(Provided entries)
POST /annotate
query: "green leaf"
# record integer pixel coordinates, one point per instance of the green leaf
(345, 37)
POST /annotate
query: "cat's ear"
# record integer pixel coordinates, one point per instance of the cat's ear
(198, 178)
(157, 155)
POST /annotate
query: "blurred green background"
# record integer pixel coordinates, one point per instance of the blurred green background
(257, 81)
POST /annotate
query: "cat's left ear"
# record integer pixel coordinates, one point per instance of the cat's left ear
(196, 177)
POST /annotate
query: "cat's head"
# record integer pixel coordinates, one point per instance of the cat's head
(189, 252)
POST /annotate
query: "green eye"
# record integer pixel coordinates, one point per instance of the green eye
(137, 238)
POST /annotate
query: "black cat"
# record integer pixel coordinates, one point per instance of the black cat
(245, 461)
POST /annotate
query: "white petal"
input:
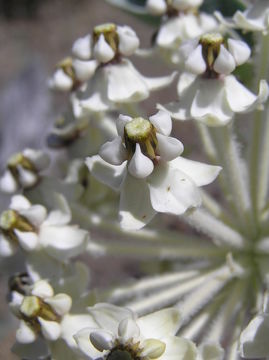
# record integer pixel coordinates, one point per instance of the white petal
(19, 202)
(121, 122)
(84, 70)
(109, 175)
(254, 339)
(113, 152)
(168, 147)
(7, 248)
(61, 303)
(162, 122)
(195, 62)
(172, 191)
(82, 47)
(51, 330)
(109, 316)
(240, 50)
(160, 324)
(225, 63)
(135, 207)
(42, 289)
(37, 157)
(61, 81)
(238, 96)
(125, 83)
(102, 339)
(156, 7)
(128, 329)
(63, 242)
(102, 50)
(200, 173)
(8, 183)
(27, 240)
(25, 334)
(140, 165)
(128, 41)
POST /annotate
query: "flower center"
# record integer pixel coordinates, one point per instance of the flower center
(210, 48)
(109, 31)
(140, 131)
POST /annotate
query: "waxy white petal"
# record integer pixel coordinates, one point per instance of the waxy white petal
(195, 62)
(102, 51)
(82, 47)
(224, 63)
(240, 50)
(113, 152)
(135, 206)
(168, 147)
(109, 175)
(162, 122)
(140, 165)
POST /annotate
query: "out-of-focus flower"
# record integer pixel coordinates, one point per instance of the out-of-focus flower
(33, 228)
(22, 170)
(121, 334)
(143, 163)
(208, 92)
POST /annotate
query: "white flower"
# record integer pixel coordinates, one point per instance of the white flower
(254, 338)
(121, 334)
(143, 163)
(31, 227)
(254, 18)
(22, 170)
(208, 92)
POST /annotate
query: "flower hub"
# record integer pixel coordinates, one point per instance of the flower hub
(140, 131)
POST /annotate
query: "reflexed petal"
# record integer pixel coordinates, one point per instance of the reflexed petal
(27, 240)
(113, 151)
(156, 7)
(179, 349)
(200, 173)
(160, 324)
(8, 183)
(140, 165)
(102, 339)
(121, 122)
(51, 330)
(128, 329)
(103, 52)
(225, 63)
(82, 47)
(240, 51)
(61, 303)
(162, 122)
(195, 62)
(61, 81)
(125, 84)
(25, 334)
(63, 242)
(135, 206)
(109, 175)
(42, 289)
(84, 69)
(128, 41)
(168, 147)
(254, 339)
(109, 316)
(172, 191)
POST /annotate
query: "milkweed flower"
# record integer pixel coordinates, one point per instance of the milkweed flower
(33, 228)
(143, 162)
(207, 91)
(121, 334)
(22, 170)
(180, 22)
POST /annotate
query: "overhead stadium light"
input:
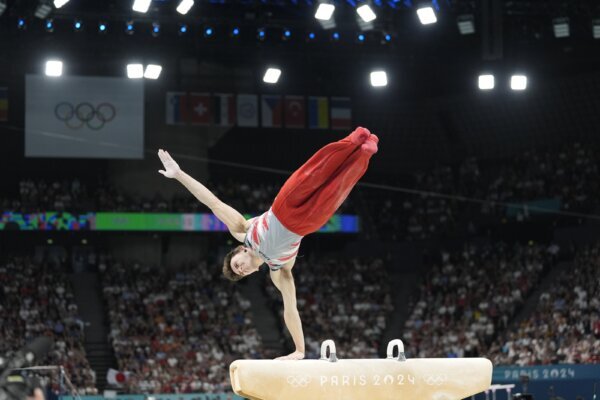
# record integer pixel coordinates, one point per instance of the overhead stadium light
(155, 29)
(325, 11)
(466, 24)
(49, 25)
(152, 71)
(378, 78)
(426, 15)
(272, 75)
(135, 71)
(43, 9)
(518, 82)
(562, 28)
(486, 82)
(60, 3)
(53, 68)
(366, 13)
(185, 6)
(596, 29)
(129, 28)
(141, 5)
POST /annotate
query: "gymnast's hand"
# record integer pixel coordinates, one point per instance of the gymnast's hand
(297, 355)
(171, 167)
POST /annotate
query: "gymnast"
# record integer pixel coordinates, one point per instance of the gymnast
(304, 204)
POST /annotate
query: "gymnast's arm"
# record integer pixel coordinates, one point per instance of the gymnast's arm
(236, 223)
(284, 281)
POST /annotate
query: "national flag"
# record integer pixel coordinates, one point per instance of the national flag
(341, 113)
(295, 112)
(178, 109)
(318, 112)
(224, 109)
(3, 104)
(272, 111)
(247, 107)
(200, 109)
(117, 378)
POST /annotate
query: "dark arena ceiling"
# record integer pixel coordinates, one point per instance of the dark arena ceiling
(509, 35)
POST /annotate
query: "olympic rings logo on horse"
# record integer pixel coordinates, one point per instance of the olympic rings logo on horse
(298, 380)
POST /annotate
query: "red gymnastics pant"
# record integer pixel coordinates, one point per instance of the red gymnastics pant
(313, 193)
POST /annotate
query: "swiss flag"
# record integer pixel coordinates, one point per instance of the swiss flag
(295, 111)
(200, 109)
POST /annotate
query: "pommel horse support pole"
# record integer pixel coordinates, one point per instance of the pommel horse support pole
(356, 379)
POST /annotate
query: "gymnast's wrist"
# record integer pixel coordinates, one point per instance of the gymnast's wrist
(178, 174)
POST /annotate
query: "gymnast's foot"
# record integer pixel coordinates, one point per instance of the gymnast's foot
(359, 136)
(370, 145)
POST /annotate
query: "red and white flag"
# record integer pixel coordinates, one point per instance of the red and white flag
(295, 111)
(200, 109)
(224, 109)
(271, 107)
(116, 378)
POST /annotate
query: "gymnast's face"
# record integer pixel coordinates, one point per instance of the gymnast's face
(243, 263)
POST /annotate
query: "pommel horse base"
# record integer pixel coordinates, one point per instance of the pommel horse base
(374, 379)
(End Provided entries)
Transcribe the records above exactly, leaving every picture out of the copy.

=== Solution ===
POST /annotate
query: "green leaf"
# record integer pixel coordinates, one point per instance of the green leaf
(345, 37)
POST /annotate
query: "cat's ear"
# record integer pixel coordinates, one point per instance of the cat's ear
(198, 178)
(157, 155)
POST /annotate
query: "blurred green background"
# record integer pixel coordinates, one point per instance of the blurred green background
(257, 81)
POST /annotate
query: "cat's left ear"
# record integer pixel coordinates, one point per instance of the cat's left ear
(196, 177)
POST /annotate
query: "cat's head"
# record integer pixel coordinates, one point per instance of the cat's head
(189, 252)
POST /annotate
query: "green eye"
# record integer pixel coordinates, one point per instance of the green eye
(137, 238)
POST /annotate
query: "black cat"
# record integer pixel coordinates, one point per instance of the black cat
(245, 461)
POST /annotate
query: "white petal"
input:
# record integer pixel coordinates, one point per instance of the white petal
(19, 202)
(121, 122)
(84, 70)
(109, 175)
(254, 339)
(113, 152)
(168, 147)
(7, 248)
(61, 303)
(162, 122)
(195, 62)
(172, 191)
(82, 47)
(51, 330)
(109, 316)
(240, 50)
(160, 324)
(225, 63)
(135, 207)
(42, 289)
(37, 157)
(61, 81)
(238, 96)
(125, 83)
(102, 339)
(156, 7)
(128, 329)
(63, 242)
(102, 50)
(200, 173)
(8, 183)
(27, 240)
(25, 334)
(140, 165)
(128, 41)
POST /annotate
query: "flower center"
# record integer pixel coordinates, one point per instance of the flower center
(210, 48)
(109, 31)
(140, 131)
POST /annotate
query: "waxy white petal"
# record integer pixel coordinates, one point per instance of the waxy white petal
(195, 62)
(102, 51)
(82, 47)
(224, 63)
(240, 50)
(113, 152)
(135, 206)
(168, 147)
(109, 175)
(162, 122)
(140, 165)
POST /annotate
query: "out-of-focus flower"
# record integer pixel coordinates, one point per instance of the out-of-focus flower
(33, 228)
(22, 170)
(121, 334)
(143, 163)
(208, 92)
POST /annotate
query: "white flower"
# record integer pixel coordinates, one point per instance of the white flower
(254, 338)
(121, 334)
(143, 163)
(31, 227)
(254, 18)
(22, 170)
(208, 92)
POST /annotate
query: "flower hub"
# record integer pixel coordinates, one point per instance of the flower hub
(140, 131)
POST /annotate
query: "reflexed petal"
# record integer pixel coordinates, one point per instance of the reflexed petal
(27, 240)
(113, 151)
(156, 7)
(179, 349)
(200, 173)
(160, 324)
(8, 183)
(140, 165)
(102, 339)
(121, 122)
(51, 330)
(128, 329)
(103, 52)
(225, 63)
(82, 47)
(240, 51)
(61, 303)
(162, 122)
(195, 62)
(61, 81)
(125, 84)
(25, 334)
(63, 242)
(135, 206)
(109, 175)
(42, 289)
(84, 69)
(128, 41)
(168, 147)
(254, 339)
(109, 316)
(172, 191)
POST /annotate
query: "milkweed flower"
# record integer pixel coordinates, one point per instance of the milkweed flower
(33, 228)
(143, 162)
(207, 91)
(121, 334)
(22, 170)
(180, 22)
POST /annotate
query: "overhead stadium light"
input:
# record integer pixel coordinates, one point per instance of the overhead stadium light
(155, 29)
(325, 11)
(466, 24)
(49, 25)
(152, 71)
(378, 78)
(426, 15)
(272, 75)
(135, 71)
(43, 9)
(518, 82)
(562, 28)
(486, 82)
(60, 3)
(53, 68)
(366, 13)
(185, 6)
(596, 29)
(129, 28)
(141, 5)
POST /annotate
query: "gymnast's hand"
# record integer pixel coordinates, one point per instance of the gymnast's hand
(297, 355)
(171, 167)
POST /annotate
query: "gymnast"
# record integer pixel coordinates, one point per instance of the gymnast
(304, 204)
POST /annotate
query: "gymnast's arm"
# record integer pixel coordinates, one point per instance of the gymnast's arm
(236, 223)
(284, 281)
POST /annotate
query: "national flag"
# record integer pixel coordinates, one point per instance of the national flag
(341, 113)
(295, 112)
(178, 109)
(318, 112)
(224, 109)
(3, 104)
(272, 111)
(247, 107)
(200, 109)
(117, 378)
POST /annotate
query: "dark arena ceiling"
# record integer pixel coordinates, one point per instance of the dark arena ceiling
(509, 35)
POST /annotate
query: "olympic rings logo on horse"
# record integer pixel coordinates, one point per instance of the olympic rings logo on horse
(298, 380)
POST /annotate
query: "red gymnastics pant"
# record integer pixel coordinates, one point per instance of the red gymnastics pant
(313, 193)
POST /annotate
query: "swiss flag"
# record integer pixel coordinates, one point per instance of the swiss flag
(295, 111)
(200, 109)
POST /annotate
query: "pommel horse support pole"
# record integer pixel coordinates, one point per instance of the pommel horse support pole
(356, 379)
POST /annotate
query: "gymnast's wrist"
# record integer pixel coordinates, one point per instance of the gymnast's wrist
(178, 174)
POST /annotate
query: "gymnast's foot"
# record integer pixel coordinates, one point per instance of the gymnast's foot
(359, 136)
(370, 145)
POST /annotate
query: "red and white flag"
# record integer pixel coordinates, one point per instance of the red and white flag
(295, 111)
(200, 109)
(224, 109)
(271, 107)
(116, 378)
POST /annotate
query: "gymnast's face"
# record integer pixel coordinates, one point per instance of the gymnast's face
(243, 263)
POST /annotate
query: "pommel horse base"
# record integer pixel coordinates, one point per instance of the pommel horse base
(374, 379)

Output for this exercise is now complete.